-- WORK TASK --
The records below must be returned exactly, with every picture left out.

-- SOURCE INFORMATION --
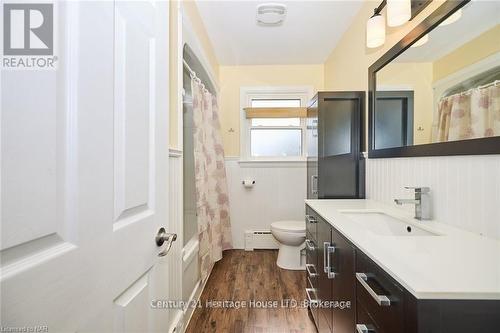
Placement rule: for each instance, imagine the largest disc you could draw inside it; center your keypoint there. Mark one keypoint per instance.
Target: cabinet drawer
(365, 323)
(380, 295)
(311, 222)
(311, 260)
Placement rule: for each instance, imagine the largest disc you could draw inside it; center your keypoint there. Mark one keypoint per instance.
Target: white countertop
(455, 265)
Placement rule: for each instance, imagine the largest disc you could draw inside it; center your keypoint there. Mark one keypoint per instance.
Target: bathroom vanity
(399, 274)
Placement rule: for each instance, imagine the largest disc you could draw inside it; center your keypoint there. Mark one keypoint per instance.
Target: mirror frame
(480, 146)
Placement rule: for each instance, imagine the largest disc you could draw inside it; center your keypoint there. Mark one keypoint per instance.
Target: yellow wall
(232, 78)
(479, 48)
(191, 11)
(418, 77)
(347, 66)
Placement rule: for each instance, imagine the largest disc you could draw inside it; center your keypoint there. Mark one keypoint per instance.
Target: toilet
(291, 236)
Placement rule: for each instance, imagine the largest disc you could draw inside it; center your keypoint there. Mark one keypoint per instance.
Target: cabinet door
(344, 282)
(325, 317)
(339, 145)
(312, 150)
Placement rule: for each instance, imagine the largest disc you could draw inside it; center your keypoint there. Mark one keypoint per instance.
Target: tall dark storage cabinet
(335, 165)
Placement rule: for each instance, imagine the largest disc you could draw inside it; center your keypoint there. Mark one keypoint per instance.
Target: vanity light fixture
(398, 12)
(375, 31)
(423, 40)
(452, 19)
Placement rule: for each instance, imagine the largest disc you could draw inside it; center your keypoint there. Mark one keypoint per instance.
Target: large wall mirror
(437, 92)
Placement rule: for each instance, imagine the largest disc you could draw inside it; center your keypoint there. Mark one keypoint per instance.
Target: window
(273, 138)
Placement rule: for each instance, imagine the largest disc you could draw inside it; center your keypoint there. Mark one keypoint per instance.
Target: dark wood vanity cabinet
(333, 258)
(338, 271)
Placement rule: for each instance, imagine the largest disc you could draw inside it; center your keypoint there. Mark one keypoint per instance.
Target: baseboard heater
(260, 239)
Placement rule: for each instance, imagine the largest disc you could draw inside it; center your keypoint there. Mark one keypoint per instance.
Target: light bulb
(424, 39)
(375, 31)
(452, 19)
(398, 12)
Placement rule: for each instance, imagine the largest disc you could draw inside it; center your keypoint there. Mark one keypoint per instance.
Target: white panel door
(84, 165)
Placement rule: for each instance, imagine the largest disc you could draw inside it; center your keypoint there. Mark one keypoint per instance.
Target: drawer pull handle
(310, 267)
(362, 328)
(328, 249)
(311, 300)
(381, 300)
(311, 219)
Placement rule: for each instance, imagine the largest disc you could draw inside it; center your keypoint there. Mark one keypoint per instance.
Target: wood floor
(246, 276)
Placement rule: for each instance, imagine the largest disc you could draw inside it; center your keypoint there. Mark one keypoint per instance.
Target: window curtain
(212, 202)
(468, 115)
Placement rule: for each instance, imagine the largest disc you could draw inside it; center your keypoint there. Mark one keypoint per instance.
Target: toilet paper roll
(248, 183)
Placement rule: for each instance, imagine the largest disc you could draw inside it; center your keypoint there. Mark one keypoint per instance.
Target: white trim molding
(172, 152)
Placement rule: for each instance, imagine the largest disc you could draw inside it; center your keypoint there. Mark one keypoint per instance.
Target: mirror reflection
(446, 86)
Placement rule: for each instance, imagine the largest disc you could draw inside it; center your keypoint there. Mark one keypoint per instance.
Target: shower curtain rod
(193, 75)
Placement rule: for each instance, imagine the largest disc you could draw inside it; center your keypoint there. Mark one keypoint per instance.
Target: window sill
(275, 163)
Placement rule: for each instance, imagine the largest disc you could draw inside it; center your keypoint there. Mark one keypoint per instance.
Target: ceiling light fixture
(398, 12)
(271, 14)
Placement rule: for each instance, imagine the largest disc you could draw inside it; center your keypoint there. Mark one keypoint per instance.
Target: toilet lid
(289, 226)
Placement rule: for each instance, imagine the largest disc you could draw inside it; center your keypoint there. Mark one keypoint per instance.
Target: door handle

-- FINISHED TASK --
Placement rule: for each instance, imagine the largest disc you could draw inside it; center your keypoint there. Mark one keypoint per instance.
Target: cabinet drawer
(365, 323)
(380, 295)
(311, 222)
(311, 260)
Placement rule: for each instance, imagine the largest disc you could draw inside it; center your keypoint there. Mark one keypoint per instance.
Target: white countertop
(455, 265)
Placement rule: for each instance, imagine the largest disc you could draw inside it; center your keypoint there. Mark one keypoint per instance.
Target: bathroom vanity
(399, 274)
Placement rule: for each instance, imagine the largest disc you could draw inside it; center your keypoint there. Mark one keypoint per instance.
Target: mirror frame
(480, 146)
Placement rule: for each instance, imagine the largest disc you could draw inside it; center your keypoint there. Mark one keypoint per instance.
Target: yellow wall
(232, 78)
(479, 48)
(191, 11)
(418, 77)
(347, 66)
Placement rule: for each instance, imagine the largest disc you could draw inside it; center your keypoint there. Mark one keypoint per instance.
Target: toilet
(291, 236)
Placement rule: for each instance, imagine the largest disc you could draw inside it; center your keypoint there. Mark one keypoint per instance.
Target: cabinet door
(344, 282)
(325, 317)
(339, 145)
(312, 150)
Placement rule: for each instance, imagine the largest disc you could draw inside it; center your keypoint there. Mark one keypoint per instance.
Target: tall dark storage cabinet
(335, 165)
Placement rule: for each instance, imagine the largest disc you could draw inside it; center your keypoint there. Mark one keypoint per instance.
Target: vanity light fixture
(398, 12)
(375, 31)
(423, 40)
(452, 19)
Placement rule: for each instance, imagine the largest disc you could draw inside it; center your keypoint there. Mark one keypoint per instance.
Target: large wall mirror
(437, 92)
Placement rule: for each instance, imagine the largest disc you could draw inside it; center your keypoint there. Mark one keypoint per instance.
Target: window
(273, 138)
Placement rule: for each instance, imagine the largest disc you could draw inside it; center your keypoint there. Mark one keypoint per instance.
Target: dark wood vanity cabinet
(333, 258)
(338, 271)
Placement rule: for each instance, imagine the largest disc you could draw inside it; center your keypoint there. Mark one keypoint per instance.
Target: baseboard heater
(260, 239)
Placement rule: for each instance, imagine the largest disc you could draw inside it; center your keypoint there. Mark one keypoint per instance.
Target: light bulb
(424, 39)
(375, 31)
(452, 19)
(398, 12)
Placement rule: for each instance, imagine the largest disc you could draw inside it; center your keypoint there. Mark one keypoint per instance.
Target: white panel door
(84, 165)
Placement rule: for each instance, imagine the largest disc you could draw inside it; center your keypoint there. Mark one keypoint per instance.
Target: drawer pull handle
(310, 267)
(362, 328)
(328, 249)
(311, 300)
(381, 300)
(311, 219)
Placement rule: for each instance, imagine the largest disc you could draw inside it; center your keypoint there. Mark one keypoint per instance.
Target: wood floor
(246, 276)
Placement rule: for each instance, imagine the largest disc you could draw inside it; center your keypoint there. Mark one keypoint per instance.
Target: window curtain
(212, 202)
(468, 115)
Placement rule: for each instance, imagine the largest disc you could draw inside it; center your keypoint there. Mark one keypoint per instance.
Target: toilet paper roll
(248, 183)
Placement rule: for each instance, imagine the largest disc you could draw inside it; center your keypoint there. Mark one keypoint per instance.
Target: white trim molding
(172, 152)
Placement rule: for each instance, imagine the largest disc you could draw inside it; center your keypoint there. Mark one keypoint per instance.
Target: mirror reflection
(446, 86)
Placement rule: for each instance, imagine the largest disc you could draw inside it; center your keypoint there. Mark one keypoint per instance.
Target: shower curtain rod
(193, 75)
Placement rule: for each instance, imagine the largest disc you could draw inside it; center your keypoint there. Mark one keypoint per instance.
Target: window sill
(275, 163)
Placement rule: for each instance, imagine the largest disc you could draw inside it; center your keypoint there. Mark one keypoint per instance.
Target: ceiling light fixture
(398, 12)
(271, 14)
Placement rule: for each instance, imagine the largest disc you could draw inside it; center your keypoint there. Mark one keypoint per instance.
Target: toilet lid
(289, 226)
Placement rule: for each instance, imagine the largest disc you could draw inside it; center your keypoint there. Mark one keypoint per instance.
Target: door handle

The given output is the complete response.